• [Text]
Sunnsetter
The love you withhold is the pain you carry

The Love you withhold is the pain you carry expresses Sunnsetter’s ever-active creativity and humanity’s natural need for real connections.

It’s unfair and disingenuous to consider the title track of Sunnsetter’s latest release a “sprawling” song. In spite of it being the album’s longest track (coming in at over twice the length of a traditional pop song), “The love you withhold is the pain you carry” is multi-instrumentalist Andrew McLeod’s most considered and concise composition yet. Far from being lost in Sunnsetter’s swirling ambience and angular post-rock style, the song, like the whole of The love you withhold is the pain you carry, is loaded with meaning — both from personal experiences and universal truths. 

With extraordinary frankness and vulnerability, McLeod has never shied away from the artistic expression of his personal journey through music. Like Sunnsetter’s 2018 full-length worrybody, The love you withhold is the pain you carry is a deeply intimate document. He says the album “represents a shift in my overall demeanour in the last few years, and especially once I finally quit drinking altogether.” It’s a mindset that’s reflected in the album’s song titles: “Times are changing”, “The things that I wish for will never change”, “Always growing, to the end ( and it continues )”. Beyond the titles, these new Sunnsetter songs articulate a shift in McLeod’s artistic mindset as well. On many tracks, like the swelling ebb and flow of “Sauble”, ambient tones and textures unfold and begin assuming form. Melodies accumulate note by note (“Everyday’s the same”), like individual atoms becoming molecules, eventually gaining energy and radiating out to reveal McLeod’s innate musicality and compositional style.

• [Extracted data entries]
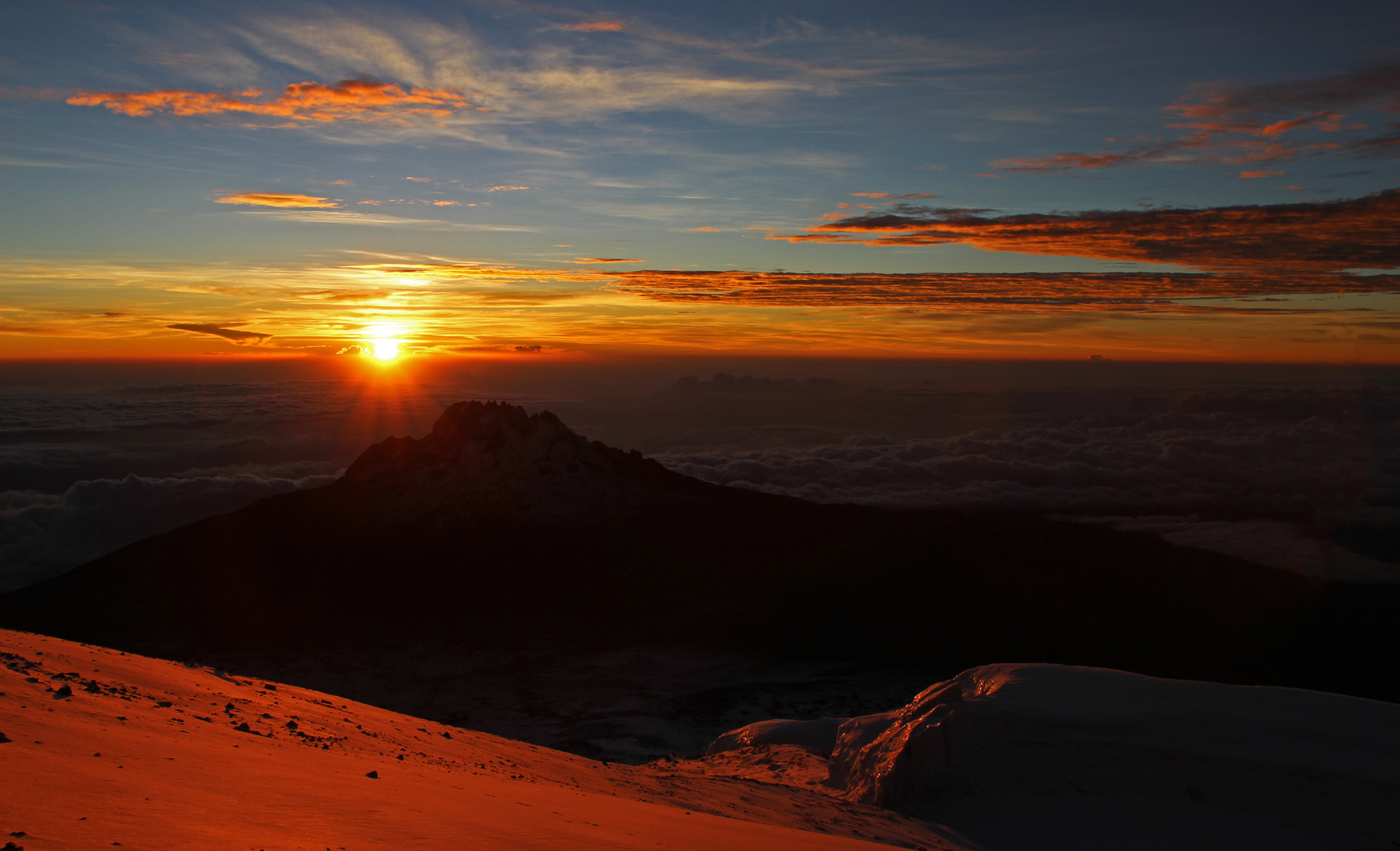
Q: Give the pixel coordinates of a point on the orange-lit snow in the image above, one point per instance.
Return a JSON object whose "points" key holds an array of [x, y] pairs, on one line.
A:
{"points": [[153, 755]]}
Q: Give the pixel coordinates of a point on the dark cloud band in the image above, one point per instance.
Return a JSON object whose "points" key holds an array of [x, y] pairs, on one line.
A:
{"points": [[1361, 232]]}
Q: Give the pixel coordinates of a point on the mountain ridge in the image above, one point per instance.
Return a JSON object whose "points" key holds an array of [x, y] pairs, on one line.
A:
{"points": [[503, 528]]}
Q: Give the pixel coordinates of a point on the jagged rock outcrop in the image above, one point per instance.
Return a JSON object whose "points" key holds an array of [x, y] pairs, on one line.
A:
{"points": [[503, 528], [1318, 762], [496, 456]]}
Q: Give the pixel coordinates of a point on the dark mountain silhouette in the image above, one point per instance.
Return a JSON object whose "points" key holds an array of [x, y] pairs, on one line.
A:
{"points": [[507, 530]]}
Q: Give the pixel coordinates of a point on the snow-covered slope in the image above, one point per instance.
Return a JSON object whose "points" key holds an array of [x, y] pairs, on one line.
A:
{"points": [[996, 737], [101, 748]]}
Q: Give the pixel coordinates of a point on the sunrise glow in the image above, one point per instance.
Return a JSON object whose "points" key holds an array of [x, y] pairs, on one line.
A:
{"points": [[385, 349]]}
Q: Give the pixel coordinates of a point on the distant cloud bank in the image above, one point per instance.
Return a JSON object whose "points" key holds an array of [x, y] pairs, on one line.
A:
{"points": [[1361, 232]]}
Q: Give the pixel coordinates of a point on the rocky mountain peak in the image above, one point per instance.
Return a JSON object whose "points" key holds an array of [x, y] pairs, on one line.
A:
{"points": [[500, 452]]}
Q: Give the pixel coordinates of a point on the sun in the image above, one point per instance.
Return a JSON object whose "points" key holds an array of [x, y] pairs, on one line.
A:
{"points": [[385, 349]]}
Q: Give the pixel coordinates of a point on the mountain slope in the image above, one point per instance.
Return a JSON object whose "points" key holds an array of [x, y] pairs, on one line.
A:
{"points": [[102, 748], [506, 530]]}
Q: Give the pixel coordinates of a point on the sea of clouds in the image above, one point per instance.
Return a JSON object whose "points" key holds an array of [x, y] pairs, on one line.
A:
{"points": [[1301, 478]]}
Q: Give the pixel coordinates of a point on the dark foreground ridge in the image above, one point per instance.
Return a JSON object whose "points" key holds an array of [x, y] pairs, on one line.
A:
{"points": [[507, 530]]}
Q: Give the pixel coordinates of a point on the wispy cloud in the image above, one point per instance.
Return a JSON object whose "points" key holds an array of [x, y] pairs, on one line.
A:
{"points": [[272, 199], [243, 337], [906, 196], [1248, 124], [370, 218], [349, 100], [1315, 236], [597, 27], [992, 292]]}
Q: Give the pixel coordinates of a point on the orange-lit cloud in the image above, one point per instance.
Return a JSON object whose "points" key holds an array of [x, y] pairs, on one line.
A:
{"points": [[1238, 124], [912, 195], [243, 337], [597, 27], [1315, 236], [349, 100], [274, 199], [986, 292]]}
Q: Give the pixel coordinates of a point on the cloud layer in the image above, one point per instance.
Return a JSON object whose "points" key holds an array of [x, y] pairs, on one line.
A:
{"points": [[990, 292], [349, 100], [274, 199], [1248, 124], [43, 535], [1313, 236]]}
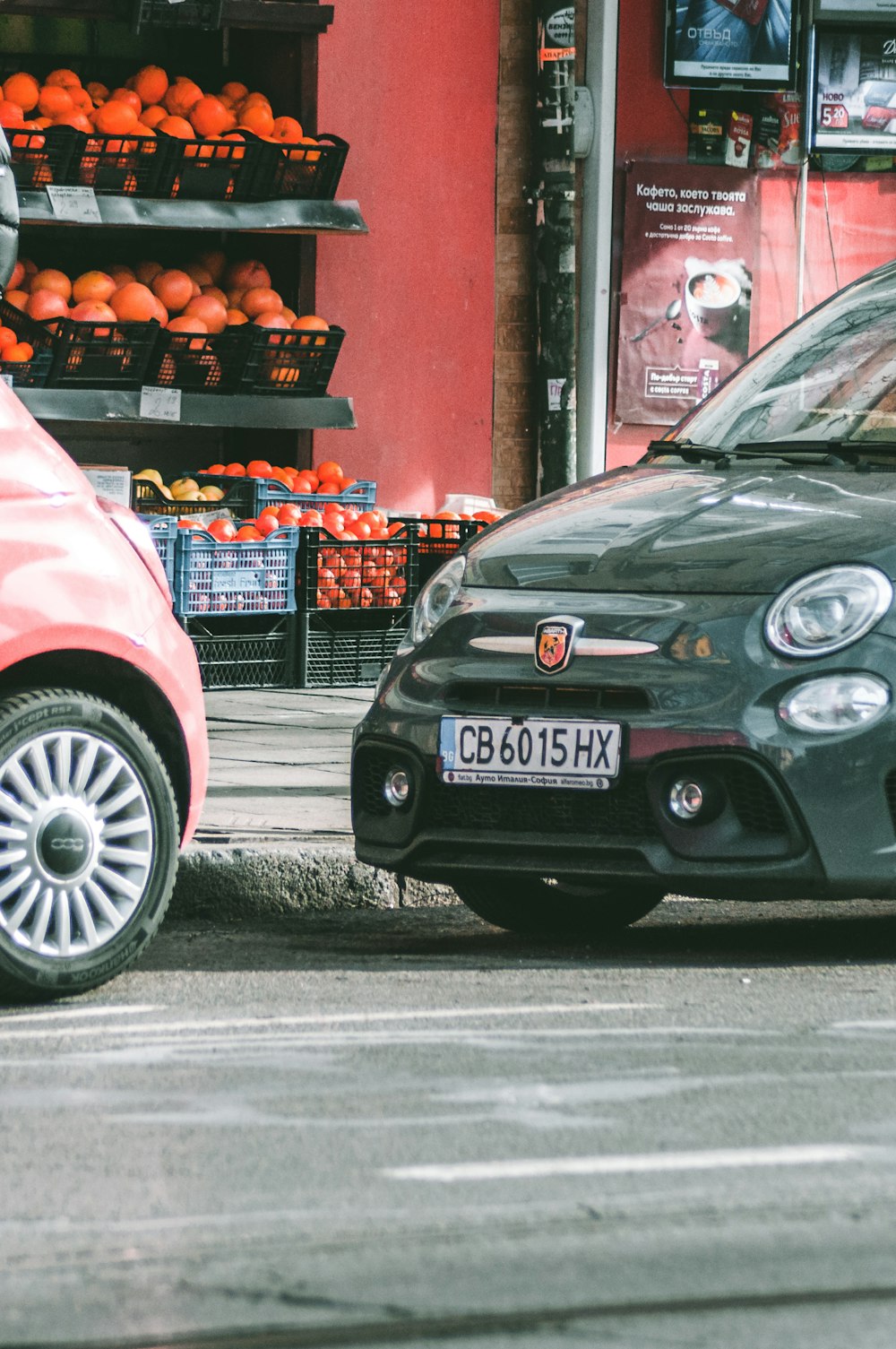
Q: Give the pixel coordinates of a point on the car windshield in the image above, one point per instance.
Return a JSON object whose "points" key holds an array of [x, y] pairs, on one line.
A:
{"points": [[827, 381]]}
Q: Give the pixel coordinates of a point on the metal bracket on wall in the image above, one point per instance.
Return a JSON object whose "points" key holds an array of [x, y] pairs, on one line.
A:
{"points": [[583, 123]]}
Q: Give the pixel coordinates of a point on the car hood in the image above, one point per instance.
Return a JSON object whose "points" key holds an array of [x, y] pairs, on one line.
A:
{"points": [[658, 529]]}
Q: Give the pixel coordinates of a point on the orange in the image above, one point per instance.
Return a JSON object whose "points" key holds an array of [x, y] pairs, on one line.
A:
{"points": [[210, 117], [54, 101], [258, 117], [312, 323], [330, 471], [92, 312], [134, 302], [93, 285], [152, 115], [150, 84], [211, 310], [235, 91], [46, 304], [287, 128], [176, 127], [130, 98], [22, 351], [181, 96], [11, 114], [261, 299], [173, 288], [115, 117], [23, 90], [53, 280], [64, 77]]}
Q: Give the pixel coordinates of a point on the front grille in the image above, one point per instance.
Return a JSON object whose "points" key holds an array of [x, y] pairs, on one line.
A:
{"points": [[754, 799], [520, 699], [621, 812]]}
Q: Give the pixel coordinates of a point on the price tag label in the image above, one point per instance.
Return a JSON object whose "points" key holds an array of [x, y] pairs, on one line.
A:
{"points": [[74, 204], [159, 403]]}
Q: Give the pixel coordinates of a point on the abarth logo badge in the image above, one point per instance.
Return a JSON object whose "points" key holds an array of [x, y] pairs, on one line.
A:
{"points": [[555, 641]]}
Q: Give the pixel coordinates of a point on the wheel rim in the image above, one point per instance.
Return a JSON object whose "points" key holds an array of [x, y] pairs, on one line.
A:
{"points": [[76, 843]]}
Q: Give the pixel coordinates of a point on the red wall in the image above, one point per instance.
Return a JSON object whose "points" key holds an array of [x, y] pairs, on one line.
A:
{"points": [[413, 90], [850, 219]]}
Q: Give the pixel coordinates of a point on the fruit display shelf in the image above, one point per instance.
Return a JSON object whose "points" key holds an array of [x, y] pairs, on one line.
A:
{"points": [[123, 405]]}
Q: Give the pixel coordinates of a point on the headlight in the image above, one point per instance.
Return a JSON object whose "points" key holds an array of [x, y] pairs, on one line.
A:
{"points": [[835, 703], [829, 610], [436, 599]]}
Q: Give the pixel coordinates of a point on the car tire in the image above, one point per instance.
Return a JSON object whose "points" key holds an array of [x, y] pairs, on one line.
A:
{"points": [[555, 908], [88, 842]]}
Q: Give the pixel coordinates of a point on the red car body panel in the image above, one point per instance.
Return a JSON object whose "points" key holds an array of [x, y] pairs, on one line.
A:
{"points": [[72, 582]]}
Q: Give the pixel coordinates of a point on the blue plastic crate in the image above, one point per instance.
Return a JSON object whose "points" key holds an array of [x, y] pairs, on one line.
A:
{"points": [[163, 531], [242, 576], [258, 493]]}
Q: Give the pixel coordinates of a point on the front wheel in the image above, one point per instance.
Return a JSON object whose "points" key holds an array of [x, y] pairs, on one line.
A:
{"points": [[88, 842], [549, 907]]}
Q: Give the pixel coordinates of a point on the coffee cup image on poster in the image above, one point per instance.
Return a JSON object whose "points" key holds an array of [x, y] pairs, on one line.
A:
{"points": [[711, 42]]}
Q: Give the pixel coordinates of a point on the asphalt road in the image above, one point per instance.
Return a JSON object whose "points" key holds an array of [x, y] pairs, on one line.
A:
{"points": [[408, 1128]]}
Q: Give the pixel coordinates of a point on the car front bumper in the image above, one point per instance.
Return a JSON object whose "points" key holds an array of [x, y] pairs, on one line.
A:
{"points": [[794, 814]]}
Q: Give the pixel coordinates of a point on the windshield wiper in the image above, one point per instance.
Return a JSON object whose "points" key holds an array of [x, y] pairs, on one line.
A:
{"points": [[835, 452]]}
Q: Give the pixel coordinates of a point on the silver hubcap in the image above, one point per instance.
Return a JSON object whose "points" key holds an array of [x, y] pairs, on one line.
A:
{"points": [[76, 843]]}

• [What you need to do]
a - Reproduce the passage of the Sunnsetter review that begins with the words "It’s unfair and" and ends after "and universal truths.".
b - Translate this sentence from the Sunnsetter review into Spanish: "With extraordinary frankness and vulnerability, McLeod has never shied away from the artistic expression of his personal journey through music."

• [Responses in order]
a -
It’s unfair and disingenuous to consider the title track of Sunnsetter’s latest release a “sprawling” song. In spite of it being the album’s longest track (coming in at over twice the length of a traditional pop song), “The love you withhold is the pain you carry” is multi-instrumentalist Andrew McLeod’s most considered and concise composition yet. Far from being lost in Sunnsetter’s swirling ambience and angular post-rock style, the song, like the whole of The love you withhold is the pain you carry, is loaded with meaning — both from personal experiences and universal truths.

b - Con extraordinaria franqueza y vulnerabilidad, McLeod nunca ha rehuido la expresión artística de su viaje personal a través de la música.